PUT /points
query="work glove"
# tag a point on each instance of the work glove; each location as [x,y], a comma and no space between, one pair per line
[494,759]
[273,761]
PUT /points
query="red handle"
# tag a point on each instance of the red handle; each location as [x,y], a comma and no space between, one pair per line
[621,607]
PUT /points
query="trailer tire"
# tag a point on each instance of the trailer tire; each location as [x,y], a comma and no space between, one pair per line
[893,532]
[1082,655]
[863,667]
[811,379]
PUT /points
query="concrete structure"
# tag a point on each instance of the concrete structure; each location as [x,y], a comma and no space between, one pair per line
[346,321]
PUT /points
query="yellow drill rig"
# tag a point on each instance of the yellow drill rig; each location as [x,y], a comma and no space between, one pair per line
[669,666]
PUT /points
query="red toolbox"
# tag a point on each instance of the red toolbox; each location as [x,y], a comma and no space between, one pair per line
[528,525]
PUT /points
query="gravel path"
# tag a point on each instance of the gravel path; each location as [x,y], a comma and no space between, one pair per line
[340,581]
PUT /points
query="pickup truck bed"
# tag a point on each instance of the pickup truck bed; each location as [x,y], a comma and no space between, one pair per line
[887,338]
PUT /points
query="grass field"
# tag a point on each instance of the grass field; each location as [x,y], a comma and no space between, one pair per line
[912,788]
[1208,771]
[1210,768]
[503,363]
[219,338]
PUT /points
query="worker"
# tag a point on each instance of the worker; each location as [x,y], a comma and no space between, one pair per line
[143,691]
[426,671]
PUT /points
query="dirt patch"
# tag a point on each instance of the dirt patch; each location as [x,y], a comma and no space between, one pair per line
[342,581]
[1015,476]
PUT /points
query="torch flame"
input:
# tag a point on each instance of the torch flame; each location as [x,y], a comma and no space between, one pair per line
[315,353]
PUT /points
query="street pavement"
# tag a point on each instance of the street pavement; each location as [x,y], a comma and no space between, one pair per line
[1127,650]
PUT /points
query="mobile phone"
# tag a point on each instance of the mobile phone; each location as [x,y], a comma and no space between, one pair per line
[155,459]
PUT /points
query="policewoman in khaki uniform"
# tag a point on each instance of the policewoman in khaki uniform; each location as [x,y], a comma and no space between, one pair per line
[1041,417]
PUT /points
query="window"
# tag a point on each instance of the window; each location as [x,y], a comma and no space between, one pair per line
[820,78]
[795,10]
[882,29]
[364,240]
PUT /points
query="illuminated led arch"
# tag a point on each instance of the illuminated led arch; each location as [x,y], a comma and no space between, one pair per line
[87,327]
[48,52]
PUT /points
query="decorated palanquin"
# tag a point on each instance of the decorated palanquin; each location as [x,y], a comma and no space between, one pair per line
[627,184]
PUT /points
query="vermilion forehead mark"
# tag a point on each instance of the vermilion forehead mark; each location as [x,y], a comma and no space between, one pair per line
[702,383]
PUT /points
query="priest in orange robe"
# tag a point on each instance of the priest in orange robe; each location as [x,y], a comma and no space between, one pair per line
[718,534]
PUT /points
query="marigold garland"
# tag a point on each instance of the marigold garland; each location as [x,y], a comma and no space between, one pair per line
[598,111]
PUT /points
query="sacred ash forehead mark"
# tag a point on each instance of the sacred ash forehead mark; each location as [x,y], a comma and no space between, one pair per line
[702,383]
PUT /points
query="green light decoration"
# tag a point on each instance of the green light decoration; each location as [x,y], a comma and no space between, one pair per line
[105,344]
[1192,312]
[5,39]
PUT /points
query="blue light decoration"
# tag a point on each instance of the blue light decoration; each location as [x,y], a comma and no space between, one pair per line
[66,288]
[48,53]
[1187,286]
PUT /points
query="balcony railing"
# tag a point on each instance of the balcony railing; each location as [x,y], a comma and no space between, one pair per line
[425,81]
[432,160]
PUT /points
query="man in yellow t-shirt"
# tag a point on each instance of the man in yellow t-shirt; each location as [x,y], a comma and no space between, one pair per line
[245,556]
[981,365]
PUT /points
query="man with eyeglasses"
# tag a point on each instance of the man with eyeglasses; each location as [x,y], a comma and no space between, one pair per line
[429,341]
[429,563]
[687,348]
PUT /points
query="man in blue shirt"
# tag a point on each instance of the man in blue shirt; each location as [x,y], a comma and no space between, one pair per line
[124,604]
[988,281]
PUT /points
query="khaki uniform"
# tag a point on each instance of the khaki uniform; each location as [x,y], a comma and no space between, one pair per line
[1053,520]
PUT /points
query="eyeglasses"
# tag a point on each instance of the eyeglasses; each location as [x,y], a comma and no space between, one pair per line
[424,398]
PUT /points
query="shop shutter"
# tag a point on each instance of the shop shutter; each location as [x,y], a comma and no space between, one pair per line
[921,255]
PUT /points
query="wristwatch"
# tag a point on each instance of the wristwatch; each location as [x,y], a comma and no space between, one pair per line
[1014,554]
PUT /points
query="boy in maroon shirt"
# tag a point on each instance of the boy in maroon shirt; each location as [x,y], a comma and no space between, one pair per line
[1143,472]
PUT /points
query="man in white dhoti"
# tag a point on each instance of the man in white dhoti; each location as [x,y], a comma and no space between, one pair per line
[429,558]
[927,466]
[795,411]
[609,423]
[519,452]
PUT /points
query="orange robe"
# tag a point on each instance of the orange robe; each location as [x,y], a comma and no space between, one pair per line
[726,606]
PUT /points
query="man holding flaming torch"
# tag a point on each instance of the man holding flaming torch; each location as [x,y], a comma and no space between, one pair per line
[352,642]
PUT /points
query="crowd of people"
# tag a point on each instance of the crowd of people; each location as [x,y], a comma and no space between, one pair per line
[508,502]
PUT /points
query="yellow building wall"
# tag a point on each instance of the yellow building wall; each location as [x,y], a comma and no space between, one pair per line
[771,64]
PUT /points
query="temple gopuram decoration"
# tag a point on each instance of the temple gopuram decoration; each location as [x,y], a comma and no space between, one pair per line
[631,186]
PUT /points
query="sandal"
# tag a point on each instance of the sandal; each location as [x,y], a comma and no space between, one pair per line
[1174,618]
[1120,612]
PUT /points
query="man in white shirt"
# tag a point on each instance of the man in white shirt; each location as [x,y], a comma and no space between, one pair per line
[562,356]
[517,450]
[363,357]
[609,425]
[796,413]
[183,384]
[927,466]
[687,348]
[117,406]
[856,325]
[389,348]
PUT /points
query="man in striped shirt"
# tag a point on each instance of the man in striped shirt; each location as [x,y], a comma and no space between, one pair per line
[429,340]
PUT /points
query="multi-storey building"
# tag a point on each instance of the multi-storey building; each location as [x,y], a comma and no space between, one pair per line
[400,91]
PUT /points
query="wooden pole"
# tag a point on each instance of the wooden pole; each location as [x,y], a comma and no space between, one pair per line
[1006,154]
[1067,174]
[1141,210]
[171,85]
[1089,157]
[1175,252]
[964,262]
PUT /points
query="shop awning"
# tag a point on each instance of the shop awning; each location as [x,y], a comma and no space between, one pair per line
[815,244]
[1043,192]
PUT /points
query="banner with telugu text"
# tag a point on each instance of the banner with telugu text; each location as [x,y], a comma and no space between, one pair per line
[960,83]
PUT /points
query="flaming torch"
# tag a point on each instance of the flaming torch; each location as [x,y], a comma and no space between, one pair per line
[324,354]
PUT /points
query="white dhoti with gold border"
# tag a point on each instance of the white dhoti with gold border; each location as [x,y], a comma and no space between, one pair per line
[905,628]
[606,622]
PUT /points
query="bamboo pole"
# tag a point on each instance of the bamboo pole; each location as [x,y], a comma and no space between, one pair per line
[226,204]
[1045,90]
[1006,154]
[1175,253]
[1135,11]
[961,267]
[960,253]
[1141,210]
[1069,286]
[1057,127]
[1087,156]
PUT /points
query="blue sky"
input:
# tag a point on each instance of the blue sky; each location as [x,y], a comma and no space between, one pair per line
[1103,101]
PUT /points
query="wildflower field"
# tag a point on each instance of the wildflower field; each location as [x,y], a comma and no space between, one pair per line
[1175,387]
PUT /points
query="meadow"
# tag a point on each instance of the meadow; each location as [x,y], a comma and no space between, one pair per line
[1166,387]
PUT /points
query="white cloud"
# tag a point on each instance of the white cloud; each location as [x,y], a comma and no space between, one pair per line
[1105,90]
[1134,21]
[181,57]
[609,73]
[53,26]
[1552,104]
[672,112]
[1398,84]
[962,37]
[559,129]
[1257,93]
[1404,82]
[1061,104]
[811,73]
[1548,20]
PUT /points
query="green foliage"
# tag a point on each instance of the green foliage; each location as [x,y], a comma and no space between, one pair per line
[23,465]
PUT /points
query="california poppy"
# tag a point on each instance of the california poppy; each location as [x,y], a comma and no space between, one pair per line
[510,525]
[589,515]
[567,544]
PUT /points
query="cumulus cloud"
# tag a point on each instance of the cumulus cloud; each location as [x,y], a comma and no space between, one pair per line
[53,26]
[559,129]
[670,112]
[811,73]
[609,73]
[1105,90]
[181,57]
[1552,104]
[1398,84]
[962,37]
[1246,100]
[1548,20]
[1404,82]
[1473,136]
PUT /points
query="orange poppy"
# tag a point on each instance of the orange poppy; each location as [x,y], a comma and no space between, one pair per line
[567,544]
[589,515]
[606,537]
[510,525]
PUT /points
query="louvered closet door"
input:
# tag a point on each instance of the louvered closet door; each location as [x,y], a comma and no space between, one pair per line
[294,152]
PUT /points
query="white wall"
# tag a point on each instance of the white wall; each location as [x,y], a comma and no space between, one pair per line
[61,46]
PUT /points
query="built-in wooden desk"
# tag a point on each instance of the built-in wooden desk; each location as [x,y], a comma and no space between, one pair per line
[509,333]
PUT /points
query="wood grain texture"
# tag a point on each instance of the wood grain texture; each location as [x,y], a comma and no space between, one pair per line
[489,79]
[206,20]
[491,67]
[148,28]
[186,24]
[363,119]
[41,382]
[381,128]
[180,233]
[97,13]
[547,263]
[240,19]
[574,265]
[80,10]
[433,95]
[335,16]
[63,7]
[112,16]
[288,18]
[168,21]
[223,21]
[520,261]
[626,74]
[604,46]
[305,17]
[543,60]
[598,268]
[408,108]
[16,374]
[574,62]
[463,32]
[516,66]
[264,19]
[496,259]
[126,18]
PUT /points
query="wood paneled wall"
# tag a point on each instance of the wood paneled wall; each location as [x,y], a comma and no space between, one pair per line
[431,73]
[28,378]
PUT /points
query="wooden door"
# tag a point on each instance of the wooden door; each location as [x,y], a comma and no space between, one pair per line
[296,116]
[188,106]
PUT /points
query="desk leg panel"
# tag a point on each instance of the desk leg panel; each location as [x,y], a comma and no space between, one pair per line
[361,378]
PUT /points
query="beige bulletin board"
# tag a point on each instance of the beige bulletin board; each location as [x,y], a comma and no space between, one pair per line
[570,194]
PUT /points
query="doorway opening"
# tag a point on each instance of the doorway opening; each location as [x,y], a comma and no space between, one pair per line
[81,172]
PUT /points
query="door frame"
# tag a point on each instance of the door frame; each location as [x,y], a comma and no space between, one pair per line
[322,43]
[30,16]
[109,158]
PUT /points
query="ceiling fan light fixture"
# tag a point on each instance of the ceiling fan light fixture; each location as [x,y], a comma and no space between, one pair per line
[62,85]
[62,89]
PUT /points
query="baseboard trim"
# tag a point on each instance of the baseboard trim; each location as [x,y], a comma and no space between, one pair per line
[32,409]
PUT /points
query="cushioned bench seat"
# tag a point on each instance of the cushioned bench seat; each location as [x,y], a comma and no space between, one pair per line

▶ _WHAT YOU ARE ASKED TO DO_:
Search the records above for the string "cushioned" and copy each line that holds it.

▶ _OUTPUT FOR THIS EXERCISE_:
query="cushioned bench seat"
# tag a point on each instance of the cushioned bench seat; each location as [x,y], a comma and no space between, one pair per line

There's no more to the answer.